> **BRIEF**
Reproduce everything from the line containing "pole as a single point per instance." down to the line containing "(1257, 465)", substituting "evaluation sheet" for "benchmark card" and leaving all else unchanged.

(Excerpt from a dataset)
>>>>>
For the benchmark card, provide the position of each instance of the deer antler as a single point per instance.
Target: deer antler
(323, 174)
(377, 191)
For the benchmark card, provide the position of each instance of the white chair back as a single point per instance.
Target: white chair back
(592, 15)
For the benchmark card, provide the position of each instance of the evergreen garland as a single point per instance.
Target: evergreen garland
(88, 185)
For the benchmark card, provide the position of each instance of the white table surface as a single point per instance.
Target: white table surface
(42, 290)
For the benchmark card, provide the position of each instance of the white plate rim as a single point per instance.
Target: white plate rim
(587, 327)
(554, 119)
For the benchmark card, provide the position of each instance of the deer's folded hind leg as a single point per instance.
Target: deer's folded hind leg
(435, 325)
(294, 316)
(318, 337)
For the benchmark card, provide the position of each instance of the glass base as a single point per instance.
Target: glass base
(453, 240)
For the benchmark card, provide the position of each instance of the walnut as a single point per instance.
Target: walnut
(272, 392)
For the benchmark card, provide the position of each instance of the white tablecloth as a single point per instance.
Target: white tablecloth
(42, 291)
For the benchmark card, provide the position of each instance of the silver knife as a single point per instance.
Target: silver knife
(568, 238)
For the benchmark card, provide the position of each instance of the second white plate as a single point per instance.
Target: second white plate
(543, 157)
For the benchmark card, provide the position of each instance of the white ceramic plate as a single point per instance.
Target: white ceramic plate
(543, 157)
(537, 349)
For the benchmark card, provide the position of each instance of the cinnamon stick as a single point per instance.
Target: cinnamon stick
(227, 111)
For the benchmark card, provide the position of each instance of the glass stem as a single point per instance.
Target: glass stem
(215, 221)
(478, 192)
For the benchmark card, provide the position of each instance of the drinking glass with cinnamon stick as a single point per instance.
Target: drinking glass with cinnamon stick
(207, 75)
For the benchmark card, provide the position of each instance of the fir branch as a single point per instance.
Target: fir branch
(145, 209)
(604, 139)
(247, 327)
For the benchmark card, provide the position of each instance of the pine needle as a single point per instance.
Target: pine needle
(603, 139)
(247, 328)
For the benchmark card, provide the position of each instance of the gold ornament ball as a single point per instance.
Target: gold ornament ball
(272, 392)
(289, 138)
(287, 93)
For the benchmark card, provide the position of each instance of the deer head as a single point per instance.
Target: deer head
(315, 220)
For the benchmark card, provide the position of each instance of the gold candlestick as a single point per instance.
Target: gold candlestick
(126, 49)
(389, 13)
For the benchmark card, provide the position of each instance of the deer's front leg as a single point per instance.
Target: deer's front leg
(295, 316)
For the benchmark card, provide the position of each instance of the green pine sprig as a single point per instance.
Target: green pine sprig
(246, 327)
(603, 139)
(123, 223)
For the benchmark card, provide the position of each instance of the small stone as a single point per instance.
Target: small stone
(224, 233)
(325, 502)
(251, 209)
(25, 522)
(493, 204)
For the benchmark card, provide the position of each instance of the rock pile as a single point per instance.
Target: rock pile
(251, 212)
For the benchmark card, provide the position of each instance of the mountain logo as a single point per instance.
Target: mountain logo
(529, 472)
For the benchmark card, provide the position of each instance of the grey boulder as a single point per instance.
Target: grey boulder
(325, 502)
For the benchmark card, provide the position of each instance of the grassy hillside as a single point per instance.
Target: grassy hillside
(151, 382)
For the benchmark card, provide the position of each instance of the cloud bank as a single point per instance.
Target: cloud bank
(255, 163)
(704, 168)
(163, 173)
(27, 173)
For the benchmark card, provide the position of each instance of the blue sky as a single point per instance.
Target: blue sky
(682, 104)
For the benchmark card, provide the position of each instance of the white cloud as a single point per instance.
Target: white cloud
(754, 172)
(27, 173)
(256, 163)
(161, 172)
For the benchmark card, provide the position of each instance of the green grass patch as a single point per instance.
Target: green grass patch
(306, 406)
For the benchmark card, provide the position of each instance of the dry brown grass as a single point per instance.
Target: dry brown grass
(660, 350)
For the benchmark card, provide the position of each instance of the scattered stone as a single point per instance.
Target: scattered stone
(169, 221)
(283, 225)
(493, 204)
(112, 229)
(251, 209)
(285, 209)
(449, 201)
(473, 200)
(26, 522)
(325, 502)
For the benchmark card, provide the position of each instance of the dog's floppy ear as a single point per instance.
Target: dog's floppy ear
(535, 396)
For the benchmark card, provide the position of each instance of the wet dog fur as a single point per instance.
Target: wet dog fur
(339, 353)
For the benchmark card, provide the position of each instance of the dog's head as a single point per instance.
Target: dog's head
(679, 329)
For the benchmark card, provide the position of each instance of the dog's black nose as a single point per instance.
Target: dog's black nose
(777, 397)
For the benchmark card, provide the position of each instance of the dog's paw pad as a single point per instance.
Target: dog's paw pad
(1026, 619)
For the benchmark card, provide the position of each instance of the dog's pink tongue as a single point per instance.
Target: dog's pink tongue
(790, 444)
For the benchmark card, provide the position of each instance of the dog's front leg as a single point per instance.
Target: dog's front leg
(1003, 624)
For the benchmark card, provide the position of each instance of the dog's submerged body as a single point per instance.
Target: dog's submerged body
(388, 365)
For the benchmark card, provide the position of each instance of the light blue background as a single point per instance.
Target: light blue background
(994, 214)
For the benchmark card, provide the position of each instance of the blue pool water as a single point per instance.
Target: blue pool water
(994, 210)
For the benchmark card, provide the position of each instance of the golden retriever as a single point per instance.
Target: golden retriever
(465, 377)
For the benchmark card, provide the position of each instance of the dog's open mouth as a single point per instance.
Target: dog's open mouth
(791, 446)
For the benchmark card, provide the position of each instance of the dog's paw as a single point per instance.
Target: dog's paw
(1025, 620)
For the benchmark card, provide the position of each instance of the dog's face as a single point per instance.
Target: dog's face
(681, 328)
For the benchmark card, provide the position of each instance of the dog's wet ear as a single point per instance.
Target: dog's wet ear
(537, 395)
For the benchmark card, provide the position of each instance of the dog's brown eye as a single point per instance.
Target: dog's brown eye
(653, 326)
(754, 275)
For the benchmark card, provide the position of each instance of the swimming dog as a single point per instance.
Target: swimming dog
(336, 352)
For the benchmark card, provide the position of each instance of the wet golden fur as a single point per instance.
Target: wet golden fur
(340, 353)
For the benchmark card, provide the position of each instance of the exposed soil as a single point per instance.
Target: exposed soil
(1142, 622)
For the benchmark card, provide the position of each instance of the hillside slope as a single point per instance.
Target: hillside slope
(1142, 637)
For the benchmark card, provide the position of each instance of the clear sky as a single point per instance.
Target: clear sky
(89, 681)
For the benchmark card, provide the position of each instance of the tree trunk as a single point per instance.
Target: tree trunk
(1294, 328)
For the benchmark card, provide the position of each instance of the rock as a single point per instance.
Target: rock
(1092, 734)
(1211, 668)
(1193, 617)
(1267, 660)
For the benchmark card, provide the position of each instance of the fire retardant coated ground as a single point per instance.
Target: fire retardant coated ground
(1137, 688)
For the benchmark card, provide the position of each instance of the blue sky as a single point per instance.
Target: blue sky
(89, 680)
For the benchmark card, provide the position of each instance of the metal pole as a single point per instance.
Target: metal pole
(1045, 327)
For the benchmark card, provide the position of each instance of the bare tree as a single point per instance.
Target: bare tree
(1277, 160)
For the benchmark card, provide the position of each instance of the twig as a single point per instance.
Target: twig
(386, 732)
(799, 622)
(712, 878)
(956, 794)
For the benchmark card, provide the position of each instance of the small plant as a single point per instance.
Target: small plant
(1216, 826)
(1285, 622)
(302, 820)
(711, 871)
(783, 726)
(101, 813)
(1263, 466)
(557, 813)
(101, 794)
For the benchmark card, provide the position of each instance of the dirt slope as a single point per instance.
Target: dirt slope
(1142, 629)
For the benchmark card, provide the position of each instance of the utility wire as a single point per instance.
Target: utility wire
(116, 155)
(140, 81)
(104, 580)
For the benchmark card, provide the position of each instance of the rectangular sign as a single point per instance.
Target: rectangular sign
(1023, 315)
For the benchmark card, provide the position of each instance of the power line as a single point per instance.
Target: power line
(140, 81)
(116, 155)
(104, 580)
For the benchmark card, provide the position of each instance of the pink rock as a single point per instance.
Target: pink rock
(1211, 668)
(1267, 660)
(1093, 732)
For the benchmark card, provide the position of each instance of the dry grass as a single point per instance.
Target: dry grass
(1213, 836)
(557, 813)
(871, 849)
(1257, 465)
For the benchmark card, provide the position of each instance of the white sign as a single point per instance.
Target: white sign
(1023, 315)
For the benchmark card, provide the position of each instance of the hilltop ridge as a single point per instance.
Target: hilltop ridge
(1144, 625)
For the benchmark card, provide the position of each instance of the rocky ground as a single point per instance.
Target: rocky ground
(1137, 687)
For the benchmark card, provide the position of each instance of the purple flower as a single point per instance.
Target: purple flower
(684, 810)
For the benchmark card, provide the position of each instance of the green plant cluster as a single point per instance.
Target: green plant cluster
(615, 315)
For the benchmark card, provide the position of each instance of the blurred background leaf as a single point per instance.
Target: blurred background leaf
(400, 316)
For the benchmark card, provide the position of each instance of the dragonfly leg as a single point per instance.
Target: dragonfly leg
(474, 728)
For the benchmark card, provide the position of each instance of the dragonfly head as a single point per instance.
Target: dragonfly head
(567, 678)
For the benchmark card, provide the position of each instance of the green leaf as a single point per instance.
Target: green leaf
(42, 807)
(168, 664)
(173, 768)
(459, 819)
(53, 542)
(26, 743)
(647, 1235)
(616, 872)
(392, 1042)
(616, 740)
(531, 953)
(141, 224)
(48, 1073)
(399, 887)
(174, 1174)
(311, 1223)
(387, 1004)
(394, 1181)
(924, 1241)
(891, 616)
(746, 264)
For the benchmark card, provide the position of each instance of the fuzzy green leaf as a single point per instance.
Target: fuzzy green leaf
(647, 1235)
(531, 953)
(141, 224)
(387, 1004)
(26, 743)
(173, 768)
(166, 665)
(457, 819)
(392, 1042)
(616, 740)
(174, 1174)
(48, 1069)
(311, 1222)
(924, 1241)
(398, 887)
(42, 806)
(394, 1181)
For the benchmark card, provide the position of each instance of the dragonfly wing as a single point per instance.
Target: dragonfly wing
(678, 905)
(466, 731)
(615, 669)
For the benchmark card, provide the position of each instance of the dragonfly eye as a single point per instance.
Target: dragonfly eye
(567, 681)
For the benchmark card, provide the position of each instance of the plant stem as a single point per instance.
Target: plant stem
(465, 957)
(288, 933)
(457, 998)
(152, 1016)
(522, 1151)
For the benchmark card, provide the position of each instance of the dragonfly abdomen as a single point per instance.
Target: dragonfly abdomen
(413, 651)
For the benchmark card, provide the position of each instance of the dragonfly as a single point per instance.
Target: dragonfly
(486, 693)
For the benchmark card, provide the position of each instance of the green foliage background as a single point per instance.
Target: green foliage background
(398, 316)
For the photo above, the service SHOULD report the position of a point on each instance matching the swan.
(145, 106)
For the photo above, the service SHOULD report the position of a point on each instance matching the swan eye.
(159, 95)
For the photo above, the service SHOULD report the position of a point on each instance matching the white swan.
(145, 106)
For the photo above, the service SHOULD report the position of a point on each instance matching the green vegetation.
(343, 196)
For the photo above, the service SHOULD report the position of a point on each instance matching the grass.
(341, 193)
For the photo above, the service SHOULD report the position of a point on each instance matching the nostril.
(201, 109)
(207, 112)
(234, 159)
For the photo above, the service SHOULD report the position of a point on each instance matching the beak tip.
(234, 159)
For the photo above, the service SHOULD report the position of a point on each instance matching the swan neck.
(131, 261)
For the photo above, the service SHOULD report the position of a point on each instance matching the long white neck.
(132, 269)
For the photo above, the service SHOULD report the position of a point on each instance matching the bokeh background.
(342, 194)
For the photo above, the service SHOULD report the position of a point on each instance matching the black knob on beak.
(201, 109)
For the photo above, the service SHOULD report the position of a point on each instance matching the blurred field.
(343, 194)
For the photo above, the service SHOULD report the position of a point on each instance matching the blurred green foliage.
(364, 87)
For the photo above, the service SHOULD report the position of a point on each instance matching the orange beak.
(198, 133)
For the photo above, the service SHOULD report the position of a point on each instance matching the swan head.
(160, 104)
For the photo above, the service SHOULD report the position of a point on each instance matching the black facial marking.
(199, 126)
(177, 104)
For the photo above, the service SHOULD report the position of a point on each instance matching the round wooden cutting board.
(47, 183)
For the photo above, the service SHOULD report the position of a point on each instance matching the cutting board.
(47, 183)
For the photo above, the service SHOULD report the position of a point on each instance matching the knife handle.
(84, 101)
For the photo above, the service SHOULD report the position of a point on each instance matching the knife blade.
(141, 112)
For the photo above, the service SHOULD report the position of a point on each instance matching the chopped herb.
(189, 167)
<<<<<
> **SOLUTION TO THE PROBLEM**
For the evaluation sheet, provide the position of each instance of the metal pole as a single point per instance.
Target: metal pole
(1045, 327)
For the evaluation sheet, provide the position of each instance of the bare tree as a single point per instance.
Target: bare tree
(1277, 160)
For the evaluation sheet, provide the position of each instance of the twig as a single point per instance.
Target: twig
(386, 732)
(799, 622)
(712, 878)
(956, 794)
For the evaluation sheet, provide the position of each instance of the small plant as a single point per instance.
Target: small plant
(1216, 826)
(1285, 622)
(302, 820)
(711, 871)
(783, 726)
(101, 813)
(1263, 466)
(557, 813)
(101, 794)
For the evaluation sheet, provide the position of each instance of the dirt slope as a single point per instance.
Target: dirt slope
(1142, 629)
For the evaluation sheet, provide the position of each instance of the utility wire as a single point per instance.
Target: utility wire
(116, 155)
(140, 81)
(104, 580)
For the evaluation sheet, provide the position of each instance of the rectangular sign as a single point per instance.
Target: rectangular sign
(1023, 315)
For the evaluation sheet, provide the position of each instance of the power line as a single point per instance.
Target: power line
(140, 81)
(116, 155)
(104, 580)
For the evaluation sheet, provide the position of each instance of the pink rock as a single point per instance.
Target: pink rock
(1211, 668)
(1267, 660)
(1093, 732)
For the evaluation sheet, provide the position of each instance of the dry grass as a single point per instance.
Target: dry grass
(1213, 836)
(557, 813)
(871, 849)
(1257, 465)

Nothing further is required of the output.